GIVEN INSTRUCTION: Render the rows below as a numbered list with no blank lines, starting with the line that contains "Please tag the rock outcrop" and going on through the line that contains "column 128, row 182". Include only those lines.

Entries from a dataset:

## START

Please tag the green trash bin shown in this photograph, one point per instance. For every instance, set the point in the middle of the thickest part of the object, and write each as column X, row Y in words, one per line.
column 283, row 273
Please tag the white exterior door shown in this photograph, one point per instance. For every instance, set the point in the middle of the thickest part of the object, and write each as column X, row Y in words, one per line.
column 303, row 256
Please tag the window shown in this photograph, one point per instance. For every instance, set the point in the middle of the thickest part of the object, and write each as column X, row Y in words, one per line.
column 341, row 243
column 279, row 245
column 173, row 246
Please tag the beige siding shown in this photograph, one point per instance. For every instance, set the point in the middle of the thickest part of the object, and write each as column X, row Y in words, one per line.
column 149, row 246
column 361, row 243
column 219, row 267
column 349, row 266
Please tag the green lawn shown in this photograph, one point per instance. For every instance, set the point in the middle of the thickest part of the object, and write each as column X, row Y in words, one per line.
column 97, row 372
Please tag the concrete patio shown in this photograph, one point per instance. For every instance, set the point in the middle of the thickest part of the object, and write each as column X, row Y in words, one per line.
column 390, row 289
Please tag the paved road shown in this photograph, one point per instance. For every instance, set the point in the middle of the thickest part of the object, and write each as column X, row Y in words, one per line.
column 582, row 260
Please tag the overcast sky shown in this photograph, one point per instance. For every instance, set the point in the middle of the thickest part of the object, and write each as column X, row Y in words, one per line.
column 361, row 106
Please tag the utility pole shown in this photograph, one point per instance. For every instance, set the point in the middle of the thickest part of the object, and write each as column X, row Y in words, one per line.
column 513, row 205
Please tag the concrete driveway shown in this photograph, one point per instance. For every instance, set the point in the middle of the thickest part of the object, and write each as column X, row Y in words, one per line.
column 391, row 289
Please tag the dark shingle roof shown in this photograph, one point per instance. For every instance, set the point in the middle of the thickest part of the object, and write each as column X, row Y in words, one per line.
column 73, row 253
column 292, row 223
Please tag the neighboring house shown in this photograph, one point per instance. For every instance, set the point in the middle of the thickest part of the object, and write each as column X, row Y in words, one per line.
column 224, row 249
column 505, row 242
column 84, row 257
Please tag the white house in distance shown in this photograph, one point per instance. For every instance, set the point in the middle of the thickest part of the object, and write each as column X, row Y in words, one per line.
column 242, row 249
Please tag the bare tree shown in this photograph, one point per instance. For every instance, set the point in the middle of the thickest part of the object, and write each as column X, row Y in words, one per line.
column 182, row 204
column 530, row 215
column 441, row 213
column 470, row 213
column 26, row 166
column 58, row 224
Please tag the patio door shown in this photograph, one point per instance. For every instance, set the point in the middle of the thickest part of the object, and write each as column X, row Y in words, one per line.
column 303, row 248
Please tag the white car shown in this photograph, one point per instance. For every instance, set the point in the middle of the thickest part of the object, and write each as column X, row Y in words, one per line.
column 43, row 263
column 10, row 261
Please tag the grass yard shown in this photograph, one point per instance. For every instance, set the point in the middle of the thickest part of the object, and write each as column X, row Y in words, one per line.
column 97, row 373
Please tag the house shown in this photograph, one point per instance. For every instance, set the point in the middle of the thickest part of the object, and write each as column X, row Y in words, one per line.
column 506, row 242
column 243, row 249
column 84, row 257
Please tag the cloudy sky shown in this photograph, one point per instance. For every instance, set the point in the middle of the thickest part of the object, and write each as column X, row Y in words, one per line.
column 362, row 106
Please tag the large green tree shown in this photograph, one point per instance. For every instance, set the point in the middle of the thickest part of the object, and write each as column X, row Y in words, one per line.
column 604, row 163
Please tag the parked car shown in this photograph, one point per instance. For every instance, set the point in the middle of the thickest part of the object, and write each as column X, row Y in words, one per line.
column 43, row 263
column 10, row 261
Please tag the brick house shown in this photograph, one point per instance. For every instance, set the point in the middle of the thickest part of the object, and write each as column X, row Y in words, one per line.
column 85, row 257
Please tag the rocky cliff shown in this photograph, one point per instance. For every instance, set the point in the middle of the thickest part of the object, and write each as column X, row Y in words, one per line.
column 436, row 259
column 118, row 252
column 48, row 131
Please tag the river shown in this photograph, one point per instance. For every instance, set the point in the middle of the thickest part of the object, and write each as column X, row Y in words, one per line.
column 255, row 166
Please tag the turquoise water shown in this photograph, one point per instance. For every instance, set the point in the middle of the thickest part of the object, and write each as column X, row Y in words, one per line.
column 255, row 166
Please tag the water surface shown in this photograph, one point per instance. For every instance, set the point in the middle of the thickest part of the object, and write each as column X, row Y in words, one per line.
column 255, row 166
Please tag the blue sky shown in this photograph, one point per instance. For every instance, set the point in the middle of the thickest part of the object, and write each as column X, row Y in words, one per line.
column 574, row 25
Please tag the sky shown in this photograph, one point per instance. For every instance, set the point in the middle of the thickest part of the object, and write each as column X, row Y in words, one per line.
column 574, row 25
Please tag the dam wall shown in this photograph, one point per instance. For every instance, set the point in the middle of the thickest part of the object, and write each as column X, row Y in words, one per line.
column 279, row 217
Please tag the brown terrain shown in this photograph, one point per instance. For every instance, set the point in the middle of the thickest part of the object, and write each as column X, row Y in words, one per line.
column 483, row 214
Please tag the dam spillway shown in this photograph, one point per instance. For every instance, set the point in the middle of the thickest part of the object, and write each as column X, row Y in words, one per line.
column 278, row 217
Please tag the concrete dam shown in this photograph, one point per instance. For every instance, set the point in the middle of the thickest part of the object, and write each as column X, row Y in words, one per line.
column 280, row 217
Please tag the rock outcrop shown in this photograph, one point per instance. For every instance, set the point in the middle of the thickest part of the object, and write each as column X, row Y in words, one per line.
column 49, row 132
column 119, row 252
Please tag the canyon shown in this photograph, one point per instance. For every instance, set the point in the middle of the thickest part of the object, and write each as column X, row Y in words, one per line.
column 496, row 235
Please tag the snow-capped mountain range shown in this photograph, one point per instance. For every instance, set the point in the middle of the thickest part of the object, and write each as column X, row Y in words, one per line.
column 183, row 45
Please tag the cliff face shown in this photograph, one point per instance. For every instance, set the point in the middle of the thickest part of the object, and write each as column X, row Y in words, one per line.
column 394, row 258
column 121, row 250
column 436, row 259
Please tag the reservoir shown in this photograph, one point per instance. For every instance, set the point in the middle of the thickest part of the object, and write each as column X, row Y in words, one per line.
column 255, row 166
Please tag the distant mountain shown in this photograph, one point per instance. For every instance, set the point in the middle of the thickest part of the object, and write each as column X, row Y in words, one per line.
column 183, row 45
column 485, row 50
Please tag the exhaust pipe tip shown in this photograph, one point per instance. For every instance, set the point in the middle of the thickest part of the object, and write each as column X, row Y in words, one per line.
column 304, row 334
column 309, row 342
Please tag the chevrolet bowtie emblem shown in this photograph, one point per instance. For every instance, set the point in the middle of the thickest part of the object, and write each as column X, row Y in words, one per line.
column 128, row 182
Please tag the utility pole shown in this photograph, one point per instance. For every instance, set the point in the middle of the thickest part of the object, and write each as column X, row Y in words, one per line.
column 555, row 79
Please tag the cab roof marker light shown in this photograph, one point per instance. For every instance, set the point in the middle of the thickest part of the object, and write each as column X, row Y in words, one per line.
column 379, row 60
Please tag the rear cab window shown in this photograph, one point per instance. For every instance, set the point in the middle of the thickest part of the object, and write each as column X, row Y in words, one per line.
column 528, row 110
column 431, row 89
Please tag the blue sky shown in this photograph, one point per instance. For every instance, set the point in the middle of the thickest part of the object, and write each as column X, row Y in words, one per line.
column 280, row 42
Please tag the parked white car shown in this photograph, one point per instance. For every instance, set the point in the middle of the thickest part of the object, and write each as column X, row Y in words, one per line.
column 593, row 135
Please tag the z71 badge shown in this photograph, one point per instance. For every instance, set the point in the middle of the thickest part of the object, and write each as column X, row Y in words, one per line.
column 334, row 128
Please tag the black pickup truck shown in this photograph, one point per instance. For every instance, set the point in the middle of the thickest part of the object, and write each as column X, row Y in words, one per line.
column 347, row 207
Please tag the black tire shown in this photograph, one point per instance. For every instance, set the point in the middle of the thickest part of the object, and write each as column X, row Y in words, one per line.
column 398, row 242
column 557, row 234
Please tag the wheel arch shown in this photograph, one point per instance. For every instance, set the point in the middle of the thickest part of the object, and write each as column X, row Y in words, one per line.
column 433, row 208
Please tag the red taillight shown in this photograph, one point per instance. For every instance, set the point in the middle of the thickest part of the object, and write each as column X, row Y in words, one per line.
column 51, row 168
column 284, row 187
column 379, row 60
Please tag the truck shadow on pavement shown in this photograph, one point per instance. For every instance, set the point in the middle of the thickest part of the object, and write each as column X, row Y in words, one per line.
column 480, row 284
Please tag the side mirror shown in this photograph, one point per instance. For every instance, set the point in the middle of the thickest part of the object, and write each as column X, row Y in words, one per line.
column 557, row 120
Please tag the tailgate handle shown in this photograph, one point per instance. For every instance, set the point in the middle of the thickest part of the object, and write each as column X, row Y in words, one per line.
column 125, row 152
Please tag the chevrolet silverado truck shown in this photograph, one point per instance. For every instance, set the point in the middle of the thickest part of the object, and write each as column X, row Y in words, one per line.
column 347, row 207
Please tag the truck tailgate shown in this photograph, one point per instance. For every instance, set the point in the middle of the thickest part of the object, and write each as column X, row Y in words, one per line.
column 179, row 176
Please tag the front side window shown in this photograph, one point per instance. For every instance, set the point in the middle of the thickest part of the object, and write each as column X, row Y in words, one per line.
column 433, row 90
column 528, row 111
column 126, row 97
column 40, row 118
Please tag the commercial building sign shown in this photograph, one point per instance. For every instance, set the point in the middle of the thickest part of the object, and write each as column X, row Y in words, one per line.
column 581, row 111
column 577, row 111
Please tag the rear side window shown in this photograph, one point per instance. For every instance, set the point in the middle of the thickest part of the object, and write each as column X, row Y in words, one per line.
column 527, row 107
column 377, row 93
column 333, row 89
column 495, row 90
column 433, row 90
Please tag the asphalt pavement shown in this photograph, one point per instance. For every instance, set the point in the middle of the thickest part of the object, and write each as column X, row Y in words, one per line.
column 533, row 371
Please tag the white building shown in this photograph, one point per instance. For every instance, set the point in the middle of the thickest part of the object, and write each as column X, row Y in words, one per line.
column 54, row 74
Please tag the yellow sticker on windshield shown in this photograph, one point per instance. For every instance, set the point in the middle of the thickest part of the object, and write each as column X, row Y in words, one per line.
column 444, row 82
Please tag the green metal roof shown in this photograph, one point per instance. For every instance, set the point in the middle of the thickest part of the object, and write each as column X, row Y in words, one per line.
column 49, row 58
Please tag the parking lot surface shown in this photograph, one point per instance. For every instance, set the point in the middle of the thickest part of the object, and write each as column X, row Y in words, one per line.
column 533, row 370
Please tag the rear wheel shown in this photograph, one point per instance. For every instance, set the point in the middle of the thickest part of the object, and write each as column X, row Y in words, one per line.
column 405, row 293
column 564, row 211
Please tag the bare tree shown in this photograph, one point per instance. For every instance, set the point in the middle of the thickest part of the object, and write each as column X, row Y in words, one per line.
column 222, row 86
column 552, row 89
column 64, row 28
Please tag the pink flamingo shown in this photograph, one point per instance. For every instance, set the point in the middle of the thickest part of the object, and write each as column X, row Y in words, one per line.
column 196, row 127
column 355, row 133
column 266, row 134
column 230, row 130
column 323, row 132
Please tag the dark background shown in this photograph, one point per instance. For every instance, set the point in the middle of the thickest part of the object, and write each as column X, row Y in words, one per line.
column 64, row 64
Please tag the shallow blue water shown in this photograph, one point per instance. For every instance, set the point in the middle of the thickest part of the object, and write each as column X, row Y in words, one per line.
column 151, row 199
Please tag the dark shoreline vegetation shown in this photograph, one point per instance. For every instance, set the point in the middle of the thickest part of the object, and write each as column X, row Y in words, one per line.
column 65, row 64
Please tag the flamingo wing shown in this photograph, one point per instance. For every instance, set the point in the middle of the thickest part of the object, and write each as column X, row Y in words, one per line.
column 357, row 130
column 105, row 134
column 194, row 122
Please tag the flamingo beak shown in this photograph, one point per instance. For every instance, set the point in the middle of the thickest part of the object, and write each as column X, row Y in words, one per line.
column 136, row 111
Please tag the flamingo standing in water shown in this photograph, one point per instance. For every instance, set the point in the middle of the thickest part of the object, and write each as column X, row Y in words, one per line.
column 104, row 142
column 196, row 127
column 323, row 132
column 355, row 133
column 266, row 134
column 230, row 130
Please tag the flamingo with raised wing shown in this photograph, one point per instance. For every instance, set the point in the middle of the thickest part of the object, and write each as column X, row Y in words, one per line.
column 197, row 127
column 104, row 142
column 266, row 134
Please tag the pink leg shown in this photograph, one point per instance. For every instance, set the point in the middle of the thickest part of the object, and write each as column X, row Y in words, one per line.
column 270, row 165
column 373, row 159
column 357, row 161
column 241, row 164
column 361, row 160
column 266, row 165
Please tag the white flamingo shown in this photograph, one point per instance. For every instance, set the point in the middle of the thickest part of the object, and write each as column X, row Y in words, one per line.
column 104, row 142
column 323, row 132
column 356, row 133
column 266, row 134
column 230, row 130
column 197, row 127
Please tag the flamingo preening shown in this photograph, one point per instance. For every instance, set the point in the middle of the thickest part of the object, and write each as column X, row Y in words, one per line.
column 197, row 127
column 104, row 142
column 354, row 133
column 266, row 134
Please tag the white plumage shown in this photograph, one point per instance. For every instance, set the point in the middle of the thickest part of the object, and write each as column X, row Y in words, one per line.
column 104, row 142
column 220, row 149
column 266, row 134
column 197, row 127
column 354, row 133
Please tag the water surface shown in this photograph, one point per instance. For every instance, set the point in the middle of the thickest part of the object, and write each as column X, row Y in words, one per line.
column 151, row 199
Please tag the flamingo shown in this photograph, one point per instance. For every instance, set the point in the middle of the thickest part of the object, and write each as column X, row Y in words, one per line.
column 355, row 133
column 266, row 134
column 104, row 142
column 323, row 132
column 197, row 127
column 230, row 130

## END

SOLUTION TO THE EXERCISE:
1. Please tag the rock outcrop shown in this photograph, one point per instance. For every instance, set the point in the middle of the thickest part of the object, and write each as column X, row Y in words, one per line.
2. column 49, row 132
3. column 119, row 252
4. Please tag the canyon shown in this photograph, one point per instance. For every instance, set the point in the middle of the thickest part of the object, and write each as column X, row Y in words, one per line.
5. column 496, row 235
6. Please tag the snow-capped mountain range shown in this photograph, one point per instance. For every instance, set the point in the middle of the thickest part of the object, and write each as column X, row Y in words, one per line.
7. column 183, row 45
8. Please tag the cliff face shown in this photograph, one point per instance. For every instance, set the point in the middle of the thickest part of the object, and write each as column X, row Y in words, one per line.
9. column 394, row 258
10. column 121, row 250
11. column 436, row 259
12. Please tag the reservoir shown in this photograph, one point per instance. For every instance, set the point in the middle of the thickest part of the object, and write each as column X, row Y in words, one per line.
13. column 255, row 166
14. Please tag the distant mountain shown in this photograph, one point per instance. For every instance, set the point in the middle of the thickest part of the object, and write each as column X, row Y in words, one per line.
15. column 183, row 45
16. column 485, row 50
17. Please tag the exhaust pipe tip shown in this photograph, one point per instance. For every instance, set the point in the middle of the thickest part of the object, and write each as column X, row Y in words, one per line.
18. column 304, row 334
19. column 309, row 342
20. Please tag the chevrolet bowtie emblem shown in this photograph, one point per instance. For every instance, set the point in the middle of the thickest part of the object, and write each as column X, row Y in words, one per line.
21. column 128, row 182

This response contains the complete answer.